[Saved data entries]
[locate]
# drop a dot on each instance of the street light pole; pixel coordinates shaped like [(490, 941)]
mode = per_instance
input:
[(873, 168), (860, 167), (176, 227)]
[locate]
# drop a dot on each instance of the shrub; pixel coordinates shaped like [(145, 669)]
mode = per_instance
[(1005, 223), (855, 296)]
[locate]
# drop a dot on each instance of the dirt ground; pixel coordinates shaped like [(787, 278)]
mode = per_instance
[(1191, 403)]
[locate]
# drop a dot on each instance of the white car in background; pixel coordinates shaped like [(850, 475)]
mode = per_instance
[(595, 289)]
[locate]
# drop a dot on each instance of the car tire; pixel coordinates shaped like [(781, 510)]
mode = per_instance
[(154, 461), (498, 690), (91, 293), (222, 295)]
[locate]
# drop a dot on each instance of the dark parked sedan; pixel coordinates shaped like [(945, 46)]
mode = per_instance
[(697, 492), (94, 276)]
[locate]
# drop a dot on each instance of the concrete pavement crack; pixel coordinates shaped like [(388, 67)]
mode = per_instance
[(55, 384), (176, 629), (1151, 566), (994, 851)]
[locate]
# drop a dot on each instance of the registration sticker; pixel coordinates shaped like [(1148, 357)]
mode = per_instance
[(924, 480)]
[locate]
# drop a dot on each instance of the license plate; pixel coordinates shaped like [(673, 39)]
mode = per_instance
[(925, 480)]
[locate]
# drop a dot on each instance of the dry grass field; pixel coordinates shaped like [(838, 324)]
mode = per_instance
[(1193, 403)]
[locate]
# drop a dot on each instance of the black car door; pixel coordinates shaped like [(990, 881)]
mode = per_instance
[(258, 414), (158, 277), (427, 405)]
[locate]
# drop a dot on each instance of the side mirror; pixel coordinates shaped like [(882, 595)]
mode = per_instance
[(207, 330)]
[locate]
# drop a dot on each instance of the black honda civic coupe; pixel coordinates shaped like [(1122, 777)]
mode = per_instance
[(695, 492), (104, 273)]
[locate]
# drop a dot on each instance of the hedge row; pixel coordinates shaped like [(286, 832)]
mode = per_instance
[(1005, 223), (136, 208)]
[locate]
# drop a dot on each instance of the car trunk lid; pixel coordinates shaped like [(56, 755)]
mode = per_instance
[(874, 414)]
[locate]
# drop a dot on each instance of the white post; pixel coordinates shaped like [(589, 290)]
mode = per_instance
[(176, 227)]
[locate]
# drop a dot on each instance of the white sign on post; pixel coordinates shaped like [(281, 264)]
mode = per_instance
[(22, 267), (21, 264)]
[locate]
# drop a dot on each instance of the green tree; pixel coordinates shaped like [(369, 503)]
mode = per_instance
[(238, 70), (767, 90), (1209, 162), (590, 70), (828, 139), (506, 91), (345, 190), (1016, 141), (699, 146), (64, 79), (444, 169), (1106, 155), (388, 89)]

→ Description of the task: A word-for-word copy of the lines above from the one with "# drop a dot on each instance of the license" through the one with "# drop a dot on each instance of the green", inclusive, is the only output wanted.

→ Solution to the exercise:
# drop a dot on each instance of the license plate; pixel coordinates shaped like [(673, 39)]
mode = per_instance
[(925, 480)]
[locate]
# drop a dot on each instance of the dry grass field; pixel coordinates shaped like [(838, 324)]
mode = per_instance
[(1193, 403)]
[locate]
# drop a dot on each instance of the black car door; pixel coordinates shaped like [(990, 881)]
mode = per_instance
[(258, 414), (158, 277), (427, 405)]
[locate]
# drop a dot on each instance of the side mirror; pixel coordinates shaped like [(882, 595)]
mode = per_instance
[(207, 330)]
[locate]
# drop a dot on each instance of the black honda civic coupe; pixel coordinates shaped like [(1122, 777)]
mode = per_instance
[(695, 492), (104, 273)]
[locate]
# drop a dot on each instance of the hedge row; pixel coordinates shaped like [(286, 832)]
mode = per_instance
[(1005, 223), (136, 208)]
[locate]
# drop a dot on each instance of the car trunk lid; pixel coordinates shaped like [(56, 755)]
mode = per_instance
[(874, 414)]
[locate]
# drop a dot on each instance of the white post; pixel coordinates shaped like [(589, 290)]
mode = per_instance
[(176, 227)]
[locate]
# drop a dot on each instance of the white sign on post; pixel coordinates shaped like [(281, 264)]
mode = per_instance
[(22, 267), (21, 264)]
[locate]
# drop a dot on each instance of the green tree; pixel coordinates shaped like [(369, 503)]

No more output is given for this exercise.